(Task details)
Format the lines of the records below as a Markdown table, from the line with "Target: red shorts" to the line with "POLYGON ((233 158, 246", both included. Use a column "Row" for the row number and a column "Text" for the line, and leave out any blank lines.
>> Begin Task material
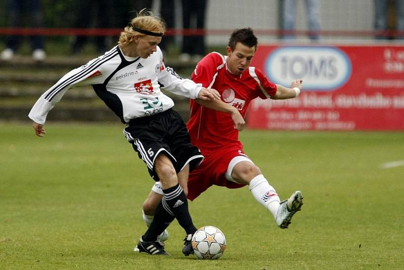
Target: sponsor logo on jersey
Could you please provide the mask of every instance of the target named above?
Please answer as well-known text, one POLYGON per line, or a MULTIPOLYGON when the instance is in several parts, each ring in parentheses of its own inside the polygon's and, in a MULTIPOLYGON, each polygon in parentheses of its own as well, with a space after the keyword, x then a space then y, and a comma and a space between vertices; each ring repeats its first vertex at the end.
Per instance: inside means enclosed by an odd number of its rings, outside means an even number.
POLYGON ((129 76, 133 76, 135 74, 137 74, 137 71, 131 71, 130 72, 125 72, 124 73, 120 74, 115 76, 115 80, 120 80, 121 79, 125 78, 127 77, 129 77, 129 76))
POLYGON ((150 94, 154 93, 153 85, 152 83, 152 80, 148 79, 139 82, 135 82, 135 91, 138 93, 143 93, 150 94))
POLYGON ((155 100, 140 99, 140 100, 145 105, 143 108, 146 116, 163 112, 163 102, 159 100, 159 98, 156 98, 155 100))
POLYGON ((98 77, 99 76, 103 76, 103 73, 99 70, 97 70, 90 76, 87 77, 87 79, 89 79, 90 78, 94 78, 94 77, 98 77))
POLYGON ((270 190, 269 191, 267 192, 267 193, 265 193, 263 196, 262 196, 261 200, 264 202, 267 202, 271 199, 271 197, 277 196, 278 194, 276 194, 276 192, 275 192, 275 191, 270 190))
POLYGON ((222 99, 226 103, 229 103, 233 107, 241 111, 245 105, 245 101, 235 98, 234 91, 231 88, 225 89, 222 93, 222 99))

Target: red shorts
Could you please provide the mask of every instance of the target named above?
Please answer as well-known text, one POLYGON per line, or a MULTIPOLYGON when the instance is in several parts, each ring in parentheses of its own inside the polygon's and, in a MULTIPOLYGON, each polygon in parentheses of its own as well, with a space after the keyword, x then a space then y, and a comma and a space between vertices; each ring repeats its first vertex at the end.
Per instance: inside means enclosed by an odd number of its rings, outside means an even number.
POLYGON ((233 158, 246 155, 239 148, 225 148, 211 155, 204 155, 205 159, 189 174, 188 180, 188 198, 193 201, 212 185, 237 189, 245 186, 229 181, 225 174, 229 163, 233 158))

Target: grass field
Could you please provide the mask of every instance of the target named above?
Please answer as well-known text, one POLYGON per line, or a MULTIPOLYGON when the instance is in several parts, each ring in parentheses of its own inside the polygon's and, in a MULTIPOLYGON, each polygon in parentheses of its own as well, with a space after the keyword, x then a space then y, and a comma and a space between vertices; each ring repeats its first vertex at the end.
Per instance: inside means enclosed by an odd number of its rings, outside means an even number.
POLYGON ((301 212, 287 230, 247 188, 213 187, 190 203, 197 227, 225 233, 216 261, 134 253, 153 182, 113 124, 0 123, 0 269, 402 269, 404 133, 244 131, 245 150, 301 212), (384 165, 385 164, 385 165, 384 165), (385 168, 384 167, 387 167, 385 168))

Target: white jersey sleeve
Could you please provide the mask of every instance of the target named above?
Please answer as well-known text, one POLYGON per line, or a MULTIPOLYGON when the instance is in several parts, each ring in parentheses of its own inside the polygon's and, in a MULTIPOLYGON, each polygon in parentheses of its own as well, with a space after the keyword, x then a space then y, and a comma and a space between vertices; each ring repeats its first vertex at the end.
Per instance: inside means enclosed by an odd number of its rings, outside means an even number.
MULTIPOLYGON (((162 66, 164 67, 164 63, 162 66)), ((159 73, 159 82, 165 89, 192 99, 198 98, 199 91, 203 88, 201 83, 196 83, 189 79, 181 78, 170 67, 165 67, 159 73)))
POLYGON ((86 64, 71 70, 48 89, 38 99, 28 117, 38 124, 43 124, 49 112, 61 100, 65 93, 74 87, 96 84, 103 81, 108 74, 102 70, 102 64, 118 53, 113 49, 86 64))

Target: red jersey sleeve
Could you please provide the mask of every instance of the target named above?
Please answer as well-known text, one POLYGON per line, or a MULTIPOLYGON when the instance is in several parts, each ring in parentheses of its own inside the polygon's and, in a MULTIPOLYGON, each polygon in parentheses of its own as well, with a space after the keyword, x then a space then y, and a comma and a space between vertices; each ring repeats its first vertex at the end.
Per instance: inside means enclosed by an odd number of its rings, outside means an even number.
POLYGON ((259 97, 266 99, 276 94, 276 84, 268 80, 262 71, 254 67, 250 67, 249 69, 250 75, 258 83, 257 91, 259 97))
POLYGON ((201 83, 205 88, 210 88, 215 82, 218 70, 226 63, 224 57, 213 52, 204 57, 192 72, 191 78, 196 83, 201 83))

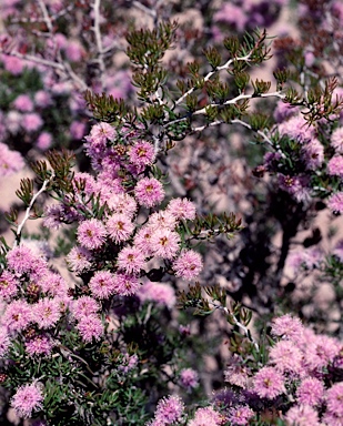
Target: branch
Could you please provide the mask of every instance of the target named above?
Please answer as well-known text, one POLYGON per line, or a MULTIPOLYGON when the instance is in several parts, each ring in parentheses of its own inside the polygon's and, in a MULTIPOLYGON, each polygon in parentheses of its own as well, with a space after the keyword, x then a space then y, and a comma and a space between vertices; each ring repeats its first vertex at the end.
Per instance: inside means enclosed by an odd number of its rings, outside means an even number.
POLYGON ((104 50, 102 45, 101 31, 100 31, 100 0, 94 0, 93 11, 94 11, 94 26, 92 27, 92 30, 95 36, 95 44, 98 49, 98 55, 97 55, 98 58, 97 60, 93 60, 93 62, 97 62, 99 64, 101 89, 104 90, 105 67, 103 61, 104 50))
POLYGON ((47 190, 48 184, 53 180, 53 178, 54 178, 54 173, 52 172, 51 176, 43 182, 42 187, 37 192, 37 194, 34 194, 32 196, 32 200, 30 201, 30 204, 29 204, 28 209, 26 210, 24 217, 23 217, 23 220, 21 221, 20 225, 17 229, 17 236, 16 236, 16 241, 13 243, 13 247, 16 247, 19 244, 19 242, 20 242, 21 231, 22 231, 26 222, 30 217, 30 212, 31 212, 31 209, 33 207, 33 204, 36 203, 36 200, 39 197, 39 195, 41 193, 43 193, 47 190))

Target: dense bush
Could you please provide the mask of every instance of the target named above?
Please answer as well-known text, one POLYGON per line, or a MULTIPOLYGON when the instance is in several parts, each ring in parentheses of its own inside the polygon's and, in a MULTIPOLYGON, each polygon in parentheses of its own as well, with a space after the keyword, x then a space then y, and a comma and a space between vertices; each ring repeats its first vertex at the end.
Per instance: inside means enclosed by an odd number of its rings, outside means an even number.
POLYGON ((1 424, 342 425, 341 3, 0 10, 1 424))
>> End Task material
(Final result)
| Row | Text |
|---|---|
| 1 | Target: red shorts |
| 2 | Could you please provide the mask of every instance of the target named above? |
| 3 | Please answer as well-known text, one POLYGON per line, or a MULTIPOLYGON when the instance is in several parts, each ring in parentheses of its own inside the polygon's and, in a MULTIPOLYGON, each polygon in parentheses of its own as well, with a space after the keyword, x then a space then y, and a comma and a space between vertices; each ring repeats its first vertex at the end. |
| 4 | Per instance: inside means enclosed by an odd number of its rings, outside means an even number. |
| 5 | POLYGON ((233 158, 246 155, 239 148, 225 148, 211 155, 204 155, 205 159, 189 174, 188 180, 188 198, 193 201, 212 185, 237 189, 245 186, 229 181, 225 174, 229 163, 233 158)) |